§ **TASKS**
**1)** Reproduce the stretch of the passage on naming made-up LLM statements from "What's your alternative" through "state of perplexity.", word for word.
**2)** Carry on the passage on naming made-up LLM statements from its last sentence.

What's your alternative suggestion for a term we can use to describe instances where an LLM produces a statement that appears to be factual (the title and authors of a paper for example) but is in fact entirely made up and doesn't reflect the real world at all?
Similar to cache 'hits or misses', I always thought the idea of the underlying 'knowledge cache' being exhausted (i.e. its embedding space) would fit the bill nicely.
Another way of framing it would be along the lines of 'catastrophic backtracking' but attenuated: a transformer attention head veering off the beaten path due to query/parameter mismatches.
These are by no means exhaustive or complete, but I would suggest knowledge exhaustion, stochastic backtracking, wayward branching or simply perplexion.
Verbiage along the lines of misconstrue, fabricate and confabulate have anecdotally been used to describe this state of perplexity.

§ **MATERIAL SUPPLIED**
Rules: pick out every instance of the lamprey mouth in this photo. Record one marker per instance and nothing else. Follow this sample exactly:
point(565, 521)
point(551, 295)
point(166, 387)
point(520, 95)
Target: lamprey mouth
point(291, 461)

§ **ANSWERS FOR THE EXERCISE**
**1)**
What's your alternative suggestion for a term we can use to describe instances where an LLM produces a statement that appears to be factual (the title and authors of a paper for example) but is in fact entirely made up and doesn't reflect the real world at all?
Similar to cache 'hits or misses', I always thought the idea of the underlying 'knowledge cache' being exhausted (i.e. its embedding space) would fit the bill nicely.
Another way of framing it would be along the lines of 'catastrophic backtracking' but attenuated: a transformer attention head veering off the beaten path due to query/parameter mismatches.
These are by no means exhaustive or complete, but I would suggest knowledge exhaustion, stochastic backtracking, wayward branching or simply perplexion.
Verbiage along the lines of misconstrue, fabricate and confabulate have anecdotally been used to describe this state of perplexity.

**2)**
Like, it's a bit sarcastic, sure, but until factuality is explicitly built into the model, I don't think we should use any terminology that implies that the outputs are trustworthy in any way. Until then, every output is like a lucky guess.
Similar to a student flipping a coin to answer a multiple choice test. Though they get the correct answer sometimes, it says nothing at all about what they know, or how much we can trust them when we ask a question that we don't already know the answer to. Every LLM user should keep that in mind.
The appropriate term from psychology is confabulation. Hallucinations are misinterpreting input data, but confabulations are plausible sounding fictions.